Start of PROVIDED ENTRIES

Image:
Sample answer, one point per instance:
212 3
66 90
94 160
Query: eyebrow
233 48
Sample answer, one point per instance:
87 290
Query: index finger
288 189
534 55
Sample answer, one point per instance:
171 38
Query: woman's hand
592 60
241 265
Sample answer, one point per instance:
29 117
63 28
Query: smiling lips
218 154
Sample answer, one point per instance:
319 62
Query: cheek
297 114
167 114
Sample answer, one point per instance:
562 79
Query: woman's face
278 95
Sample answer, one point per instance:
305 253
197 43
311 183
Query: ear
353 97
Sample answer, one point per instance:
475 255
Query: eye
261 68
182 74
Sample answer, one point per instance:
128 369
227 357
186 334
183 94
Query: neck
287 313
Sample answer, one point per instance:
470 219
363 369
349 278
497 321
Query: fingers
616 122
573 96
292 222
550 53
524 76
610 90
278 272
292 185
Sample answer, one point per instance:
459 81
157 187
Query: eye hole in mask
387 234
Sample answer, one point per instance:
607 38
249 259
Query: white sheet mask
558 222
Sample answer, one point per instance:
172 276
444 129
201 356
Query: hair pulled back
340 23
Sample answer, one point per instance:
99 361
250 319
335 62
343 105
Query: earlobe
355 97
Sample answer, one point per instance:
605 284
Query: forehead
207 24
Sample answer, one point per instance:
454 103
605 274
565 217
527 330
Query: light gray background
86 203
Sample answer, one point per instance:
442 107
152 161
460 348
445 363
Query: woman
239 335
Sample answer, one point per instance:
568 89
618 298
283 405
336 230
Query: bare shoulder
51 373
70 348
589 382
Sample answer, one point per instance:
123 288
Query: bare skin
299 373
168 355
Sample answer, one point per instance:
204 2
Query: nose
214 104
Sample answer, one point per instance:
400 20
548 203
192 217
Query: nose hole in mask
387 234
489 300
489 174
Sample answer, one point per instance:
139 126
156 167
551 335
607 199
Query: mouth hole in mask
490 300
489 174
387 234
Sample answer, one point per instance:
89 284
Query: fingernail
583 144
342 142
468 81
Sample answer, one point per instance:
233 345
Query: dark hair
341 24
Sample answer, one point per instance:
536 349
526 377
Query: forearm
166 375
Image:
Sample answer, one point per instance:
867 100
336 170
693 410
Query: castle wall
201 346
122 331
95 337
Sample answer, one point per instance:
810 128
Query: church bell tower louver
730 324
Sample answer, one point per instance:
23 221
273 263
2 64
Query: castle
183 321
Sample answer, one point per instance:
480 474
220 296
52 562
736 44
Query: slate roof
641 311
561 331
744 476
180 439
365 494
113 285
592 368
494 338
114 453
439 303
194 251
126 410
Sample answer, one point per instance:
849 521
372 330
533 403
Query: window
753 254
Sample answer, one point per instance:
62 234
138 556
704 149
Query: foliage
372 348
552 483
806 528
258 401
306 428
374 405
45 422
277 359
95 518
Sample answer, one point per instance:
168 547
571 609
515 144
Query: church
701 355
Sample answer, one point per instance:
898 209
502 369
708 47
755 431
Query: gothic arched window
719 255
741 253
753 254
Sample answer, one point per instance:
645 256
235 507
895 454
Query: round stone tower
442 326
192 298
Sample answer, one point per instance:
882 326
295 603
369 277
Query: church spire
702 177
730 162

End of PROVIDED ENTRIES

» REQUEST
Type the whole listing again, unaltered.

» EXERCISE OUTPUT
Image:
Sample answer, one point per instance:
212 3
66 90
94 160
Query: eyebrow
233 48
Sample answer, one point per instance:
87 290
Query: index finger
288 189
534 55
Sample answer, one point per instance:
171 38
Query: woman's hand
592 60
241 265
Sample answer, one point per instance:
29 117
63 28
Query: smiling lips
218 154
Sample answer, one point per instance:
319 62
Query: cheek
297 114
167 114
Sample answer, one point per instance:
562 79
Query: woman's face
278 95
Sample answer, one point per instance:
305 253
197 43
311 183
Query: ear
353 97
Sample answer, one point per instance:
475 255
Query: eye
261 68
182 74
Sample answer, one point per instance:
128 369
227 357
186 334
183 94
Query: neck
287 313
Sample answer, one point per instance:
470 219
363 369
349 278
497 321
Query: fingers
616 122
573 96
292 222
550 53
524 76
610 90
278 272
292 185
Sample answer, one point per instance:
459 81
157 187
Query: eye hole in mask
387 234
Sample answer, one point per instance:
607 38
249 259
Query: white sheet mask
558 222
Sample answer, one point per instance:
172 276
444 129
201 356
Query: hair pulled back
340 23
Sample answer, one point per instance:
99 361
250 319
335 62
343 105
Query: earlobe
355 97
Sample answer, one point per instance:
605 284
Query: forehead
207 24
Sample answer, one point per instance:
454 103
605 274
565 217
527 330
Query: light gray background
86 203
Sample answer, one point per instance:
442 107
152 161
460 348
445 363
Query: woman
239 335
Sample answer, one point per instance:
568 89
618 298
283 405
336 230
Query: bare shoulder
51 373
70 348
589 382
Sample answer, one point per instance:
123 288
Query: bare skin
299 373
168 355
Sample answer, one point per instance:
204 2
Query: nose
214 104
Sample answer, one point per instance:
400 20
548 203
192 217
Query: nose hole in mask
387 234
489 300
489 174
Sample answer, one point per instance:
139 126
156 167
551 335
607 199
Query: mouth hole in mask
490 300
489 174
387 234
Sample answer, one point per instance:
89 284
Query: fingernail
583 144
342 142
468 81
Sample answer, one point per instance:
233 345
Query: dark hair
341 24
Sample answer, one point per instance:
536 349
526 377
Query: forearm
166 375
Image:
Sample answer, one point per instance:
867 100
336 170
693 410
Query: castle wall
201 346
122 331
95 337
Sample answer, one point per instance:
810 128
Query: church bell tower louver
730 324
Sample answer, one point per instance:
23 221
273 263
2 64
Query: castle
183 321
Sample answer, one point per instance:
480 474
220 296
52 562
736 44
Query: slate roof
641 311
561 331
744 476
180 439
365 494
113 285
592 368
494 338
114 453
439 303
194 251
126 410
Sample answer, one point per instance:
849 521
372 330
533 403
Query: window
753 254
Sample answer, one point per instance:
62 234
138 556
704 149
Query: foliage
372 348
552 483
806 528
258 401
306 428
374 405
45 422
277 359
95 518
Sample answer, one point per instance:
168 547
571 609
515 144
Query: church
701 355
Sample answer, one point per instance:
898 209
502 369
708 47
755 431
Query: gothic arched window
719 255
741 253
753 254
Sample answer, one point per instance:
645 256
235 507
895 454
Query: round stone tower
442 326
192 298
Sample answer, one point per instance:
882 326
295 603
369 277
Query: church spire
702 177
730 162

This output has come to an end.